--- GOAL ---
Pick out every line in the rows below that contains the string "woman", matching case exactly.

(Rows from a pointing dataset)

┌──

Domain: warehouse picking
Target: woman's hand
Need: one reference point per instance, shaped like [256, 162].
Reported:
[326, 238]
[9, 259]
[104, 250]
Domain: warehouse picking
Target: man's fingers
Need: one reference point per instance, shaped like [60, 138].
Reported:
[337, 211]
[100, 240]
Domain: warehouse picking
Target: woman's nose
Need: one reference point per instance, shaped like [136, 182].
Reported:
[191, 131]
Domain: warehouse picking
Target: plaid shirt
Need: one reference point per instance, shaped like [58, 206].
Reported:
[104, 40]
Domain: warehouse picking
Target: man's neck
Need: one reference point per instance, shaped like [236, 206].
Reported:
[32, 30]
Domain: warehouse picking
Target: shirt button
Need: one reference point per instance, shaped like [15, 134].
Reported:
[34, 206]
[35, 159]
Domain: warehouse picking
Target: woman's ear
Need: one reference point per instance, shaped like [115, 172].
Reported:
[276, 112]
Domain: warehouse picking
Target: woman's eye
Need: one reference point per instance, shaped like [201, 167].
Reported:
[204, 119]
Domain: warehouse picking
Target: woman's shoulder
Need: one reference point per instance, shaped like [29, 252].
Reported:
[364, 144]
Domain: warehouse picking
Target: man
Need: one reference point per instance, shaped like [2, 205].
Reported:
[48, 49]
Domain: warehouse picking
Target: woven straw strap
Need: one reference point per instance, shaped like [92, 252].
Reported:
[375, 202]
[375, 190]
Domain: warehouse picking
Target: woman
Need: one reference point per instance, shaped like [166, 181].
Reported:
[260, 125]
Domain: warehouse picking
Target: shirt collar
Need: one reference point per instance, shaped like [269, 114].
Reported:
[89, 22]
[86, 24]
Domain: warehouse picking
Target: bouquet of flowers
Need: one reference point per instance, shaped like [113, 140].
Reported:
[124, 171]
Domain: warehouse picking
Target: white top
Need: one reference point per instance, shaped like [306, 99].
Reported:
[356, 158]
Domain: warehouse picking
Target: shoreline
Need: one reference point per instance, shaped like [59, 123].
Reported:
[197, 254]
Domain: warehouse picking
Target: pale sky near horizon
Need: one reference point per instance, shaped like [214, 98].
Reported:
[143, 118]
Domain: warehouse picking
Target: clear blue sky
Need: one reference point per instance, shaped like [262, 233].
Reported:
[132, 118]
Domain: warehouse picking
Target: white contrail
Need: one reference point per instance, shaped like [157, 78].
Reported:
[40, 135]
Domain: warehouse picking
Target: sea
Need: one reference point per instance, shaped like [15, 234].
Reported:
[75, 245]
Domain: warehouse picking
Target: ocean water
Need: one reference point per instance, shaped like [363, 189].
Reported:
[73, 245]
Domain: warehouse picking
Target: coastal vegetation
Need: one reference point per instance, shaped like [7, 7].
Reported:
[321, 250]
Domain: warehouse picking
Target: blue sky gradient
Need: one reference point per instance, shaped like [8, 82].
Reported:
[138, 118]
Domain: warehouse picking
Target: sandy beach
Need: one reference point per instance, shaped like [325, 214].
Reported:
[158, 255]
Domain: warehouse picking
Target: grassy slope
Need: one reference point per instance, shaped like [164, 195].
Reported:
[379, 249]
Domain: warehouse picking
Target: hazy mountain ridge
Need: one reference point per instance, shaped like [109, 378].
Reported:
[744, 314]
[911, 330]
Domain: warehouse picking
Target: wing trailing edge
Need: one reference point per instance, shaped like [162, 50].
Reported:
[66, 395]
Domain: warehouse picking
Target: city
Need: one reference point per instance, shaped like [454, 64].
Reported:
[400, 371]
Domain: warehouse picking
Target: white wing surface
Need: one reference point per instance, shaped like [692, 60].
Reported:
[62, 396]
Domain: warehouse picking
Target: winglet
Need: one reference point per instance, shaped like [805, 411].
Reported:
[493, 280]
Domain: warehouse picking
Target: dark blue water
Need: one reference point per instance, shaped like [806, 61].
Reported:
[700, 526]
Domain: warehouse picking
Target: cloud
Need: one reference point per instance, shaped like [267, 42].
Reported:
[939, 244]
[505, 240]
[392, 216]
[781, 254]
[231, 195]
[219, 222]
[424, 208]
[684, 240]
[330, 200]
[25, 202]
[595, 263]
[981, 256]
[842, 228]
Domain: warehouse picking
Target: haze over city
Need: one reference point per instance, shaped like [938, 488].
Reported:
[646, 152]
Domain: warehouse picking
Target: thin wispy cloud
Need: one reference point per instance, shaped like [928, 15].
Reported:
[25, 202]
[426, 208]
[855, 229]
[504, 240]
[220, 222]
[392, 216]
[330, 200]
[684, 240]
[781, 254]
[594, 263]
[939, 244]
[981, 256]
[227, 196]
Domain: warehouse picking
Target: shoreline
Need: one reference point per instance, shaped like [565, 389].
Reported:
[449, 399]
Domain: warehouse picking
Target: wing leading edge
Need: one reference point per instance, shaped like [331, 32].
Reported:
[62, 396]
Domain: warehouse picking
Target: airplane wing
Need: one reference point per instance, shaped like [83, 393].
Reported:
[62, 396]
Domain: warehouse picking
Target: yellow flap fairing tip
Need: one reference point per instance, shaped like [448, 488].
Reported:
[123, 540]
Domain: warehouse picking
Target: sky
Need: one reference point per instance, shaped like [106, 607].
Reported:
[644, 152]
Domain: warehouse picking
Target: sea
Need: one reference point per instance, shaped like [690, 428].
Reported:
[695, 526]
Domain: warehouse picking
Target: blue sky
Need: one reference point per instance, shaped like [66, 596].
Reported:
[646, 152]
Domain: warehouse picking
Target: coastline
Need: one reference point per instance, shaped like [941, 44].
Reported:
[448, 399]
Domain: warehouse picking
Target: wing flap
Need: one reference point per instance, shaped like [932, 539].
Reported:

└──

--- THE ANSWER ---
Target: woman's hand
Target: woman's nose
Target: woman's ear
Target: woman's eye
Target: woman's shoulder
Target: woman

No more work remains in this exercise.